■ **EXERCISE INSTRUCTIONS**: Will you give the material below again, every line exactly as it is?

■ **DATA LINES**:
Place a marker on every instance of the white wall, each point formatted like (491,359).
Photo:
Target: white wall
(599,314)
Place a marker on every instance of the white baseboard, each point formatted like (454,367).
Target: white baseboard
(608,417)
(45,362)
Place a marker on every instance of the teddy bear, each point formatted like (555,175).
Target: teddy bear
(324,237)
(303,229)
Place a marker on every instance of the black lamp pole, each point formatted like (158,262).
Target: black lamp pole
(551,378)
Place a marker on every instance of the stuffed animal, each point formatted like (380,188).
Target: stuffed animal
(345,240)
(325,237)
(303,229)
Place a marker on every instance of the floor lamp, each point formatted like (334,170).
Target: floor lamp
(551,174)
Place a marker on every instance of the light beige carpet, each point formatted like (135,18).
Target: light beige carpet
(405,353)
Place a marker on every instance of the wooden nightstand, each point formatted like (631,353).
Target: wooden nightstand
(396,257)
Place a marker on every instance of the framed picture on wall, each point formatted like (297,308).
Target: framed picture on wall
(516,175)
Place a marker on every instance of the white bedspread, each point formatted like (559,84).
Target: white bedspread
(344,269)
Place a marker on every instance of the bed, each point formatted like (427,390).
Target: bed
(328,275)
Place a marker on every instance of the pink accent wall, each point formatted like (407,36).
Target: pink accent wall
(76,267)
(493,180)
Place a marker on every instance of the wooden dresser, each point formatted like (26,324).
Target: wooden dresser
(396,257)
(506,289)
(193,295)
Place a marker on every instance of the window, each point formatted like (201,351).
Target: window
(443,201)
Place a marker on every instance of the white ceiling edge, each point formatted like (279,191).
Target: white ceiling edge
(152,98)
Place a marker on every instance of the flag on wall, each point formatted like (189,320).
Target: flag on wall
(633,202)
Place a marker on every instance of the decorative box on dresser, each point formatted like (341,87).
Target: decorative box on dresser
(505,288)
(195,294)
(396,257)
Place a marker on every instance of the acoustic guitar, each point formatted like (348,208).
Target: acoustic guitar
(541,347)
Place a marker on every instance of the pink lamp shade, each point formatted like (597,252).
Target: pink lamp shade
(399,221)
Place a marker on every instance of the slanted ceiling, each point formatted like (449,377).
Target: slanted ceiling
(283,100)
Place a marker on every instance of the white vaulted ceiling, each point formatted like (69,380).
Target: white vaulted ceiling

■ **TASK SOLUTION**:
Place a marker on every instance of the white wall, each point formatted like (491,359).
Photo:
Target: white wall
(599,314)
Place a marker on every instance of the white baseboard, each point formatted like (454,367).
Target: white baseboard
(608,417)
(45,362)
Place a marker on every instance of the teddy bear, each point formatted like (555,175).
Target: teddy bear
(324,237)
(303,229)
Place a marker on every instance of the black lamp pole, each point formatted like (158,262).
Target: black lamp pole
(551,378)
Place a marker on every instance of the stuffed animal, each point formatted like (380,188).
Target: stuffed animal
(345,240)
(325,237)
(303,229)
Place a marker on every instance of the floor lamp, each point formatted like (334,170).
Target: floor lamp
(551,174)
Place a marker on every instance of the light beige carpet, each point formatted like (135,18).
Target: light beige carpet
(405,353)
Place a marker on every instance of the wooden nightstand, each point formatted like (631,353).
Target: wooden nightstand
(396,257)
Place a marker on every instance of the framed picture on wall, each point formatted like (297,308).
Target: framed picture on wall
(516,175)
Place a marker on every instance of the white bedspread, each point formatted like (559,84).
Target: white bedspread
(344,269)
Place a marker on every instance of the bed, each point formatted like (427,390).
Target: bed
(328,275)
Place a marker on every instance of the pink accent wall, each point formatted like (407,36).
Target: pink accent wall
(76,267)
(493,180)
Place a marker on every instance of the wooden dresser, each point formatted like (26,324).
Target: wooden dresser
(396,257)
(506,289)
(193,295)
Place a marker on every instance of the window, each point formatted like (201,351).
Target: window
(443,201)
Place a marker on every instance of the white ceiling edge, each point formatted like (279,191).
Target: white ceiling edge
(152,98)
Place a marker on every instance of the flag on wall, each point formatted like (189,320).
Target: flag on wall
(633,202)
Place a marker on every instance of the decorative box on dresser, each point formatted like (341,87).
Target: decorative box on dresser
(505,288)
(195,294)
(396,257)
Place a marker on every instance of the acoustic guitar, each point formatted like (348,208).
Target: acoustic guitar
(541,347)
Place a marker on every instance of the pink lamp shade, each point formatted like (597,252).
Target: pink lamp shade
(399,221)
Place a marker on every instance of the slanted ceiling, each point formatted like (449,377).
Target: slanted ceiling
(283,100)
Place a marker on every instance of the white vaulted ceiling, each point formatted like (69,380).
Target: white vaulted ceiling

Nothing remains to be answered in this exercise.